* What needs to be done
Recast the records as a Markdown table with the columns Row and Content. Start at the beginning of the records and end at the line containing "x=321, y=84". Number each line, and leave out blank lines and pictures.

* The data

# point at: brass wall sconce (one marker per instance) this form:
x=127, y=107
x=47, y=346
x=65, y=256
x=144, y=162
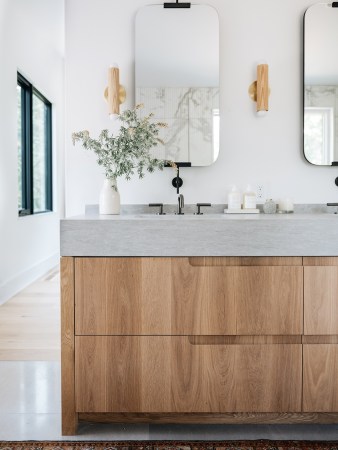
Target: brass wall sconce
x=115, y=94
x=259, y=90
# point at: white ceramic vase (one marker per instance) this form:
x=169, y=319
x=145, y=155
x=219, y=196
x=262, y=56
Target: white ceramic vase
x=109, y=198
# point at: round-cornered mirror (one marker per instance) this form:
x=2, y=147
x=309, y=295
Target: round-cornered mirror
x=177, y=79
x=321, y=84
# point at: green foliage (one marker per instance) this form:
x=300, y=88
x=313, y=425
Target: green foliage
x=129, y=151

* Full output
| Row | Content |
|---|---|
| 1 | # point at: brass wall sconce (one marker per instance) this form: |
| 2 | x=127, y=107 |
| 3 | x=47, y=346 |
| 4 | x=65, y=256 |
| 5 | x=144, y=162 |
| 6 | Target: brass wall sconce |
| 7 | x=115, y=94 |
| 8 | x=259, y=90 |
| 9 | # point at: white ceramic vase (one marker per instance) this form: |
| 10 | x=169, y=319 |
| 11 | x=145, y=155 |
| 12 | x=219, y=196 |
| 13 | x=262, y=56 |
| 14 | Target: white ceramic vase |
| 15 | x=109, y=198 |
| 16 | # point at: round-cornered mirror (one marker per instance) this form: |
| 17 | x=2, y=147 |
| 18 | x=309, y=295 |
| 19 | Target: round-cornered mirror |
| 20 | x=177, y=79 |
| 21 | x=321, y=84 |